_Do this_
Copy out every row below that contains the string "plank", keeping each one unchanged.

— start —

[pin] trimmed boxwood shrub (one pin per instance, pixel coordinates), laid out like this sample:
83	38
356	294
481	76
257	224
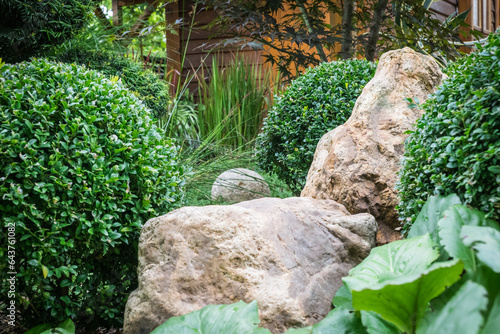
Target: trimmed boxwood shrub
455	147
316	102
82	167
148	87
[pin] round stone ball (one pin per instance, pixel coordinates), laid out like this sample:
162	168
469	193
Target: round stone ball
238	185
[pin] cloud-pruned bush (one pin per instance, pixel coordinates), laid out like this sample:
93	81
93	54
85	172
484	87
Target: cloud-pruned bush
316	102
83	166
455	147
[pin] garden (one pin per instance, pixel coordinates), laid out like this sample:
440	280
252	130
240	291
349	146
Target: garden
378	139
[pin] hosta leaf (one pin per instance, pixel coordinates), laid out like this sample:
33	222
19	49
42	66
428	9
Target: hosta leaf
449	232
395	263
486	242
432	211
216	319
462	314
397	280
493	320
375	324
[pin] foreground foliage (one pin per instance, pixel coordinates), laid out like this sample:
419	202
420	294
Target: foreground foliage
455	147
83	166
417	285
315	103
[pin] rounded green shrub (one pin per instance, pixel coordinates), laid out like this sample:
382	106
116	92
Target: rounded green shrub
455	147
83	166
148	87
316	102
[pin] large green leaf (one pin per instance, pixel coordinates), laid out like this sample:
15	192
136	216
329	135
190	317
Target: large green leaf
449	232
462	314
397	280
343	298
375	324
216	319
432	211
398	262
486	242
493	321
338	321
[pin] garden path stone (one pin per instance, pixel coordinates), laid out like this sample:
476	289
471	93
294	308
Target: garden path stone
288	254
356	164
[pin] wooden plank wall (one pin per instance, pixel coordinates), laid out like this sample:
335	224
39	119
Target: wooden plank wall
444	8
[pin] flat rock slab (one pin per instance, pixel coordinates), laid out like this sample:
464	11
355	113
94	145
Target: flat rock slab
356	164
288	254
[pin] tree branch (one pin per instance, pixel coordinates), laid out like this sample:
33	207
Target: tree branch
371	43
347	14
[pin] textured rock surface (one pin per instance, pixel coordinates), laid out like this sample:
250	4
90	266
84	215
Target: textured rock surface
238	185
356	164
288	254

— end —
— start —

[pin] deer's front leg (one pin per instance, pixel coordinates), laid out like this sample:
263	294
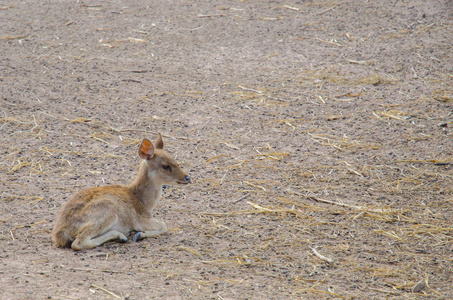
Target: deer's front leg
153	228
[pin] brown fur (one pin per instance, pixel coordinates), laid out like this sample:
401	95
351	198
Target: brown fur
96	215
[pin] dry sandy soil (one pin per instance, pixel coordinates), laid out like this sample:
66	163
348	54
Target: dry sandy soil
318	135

— end —
— start —

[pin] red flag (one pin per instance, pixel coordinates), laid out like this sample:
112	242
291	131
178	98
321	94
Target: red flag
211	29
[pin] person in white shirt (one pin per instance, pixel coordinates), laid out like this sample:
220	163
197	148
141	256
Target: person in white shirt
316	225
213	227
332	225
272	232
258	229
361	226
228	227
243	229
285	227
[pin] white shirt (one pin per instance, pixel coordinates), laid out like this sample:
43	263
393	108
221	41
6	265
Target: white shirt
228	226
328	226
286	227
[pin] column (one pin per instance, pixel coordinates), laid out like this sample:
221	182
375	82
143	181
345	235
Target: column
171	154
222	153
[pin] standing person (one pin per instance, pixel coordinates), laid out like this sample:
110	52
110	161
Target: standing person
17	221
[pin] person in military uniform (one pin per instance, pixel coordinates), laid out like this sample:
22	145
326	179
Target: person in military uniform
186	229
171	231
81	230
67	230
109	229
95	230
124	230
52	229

— end —

_Final result_
[pin] wooden plank wall (one pin per instance, pixel coordinates), laid out like this sample:
Target: wooden plank wall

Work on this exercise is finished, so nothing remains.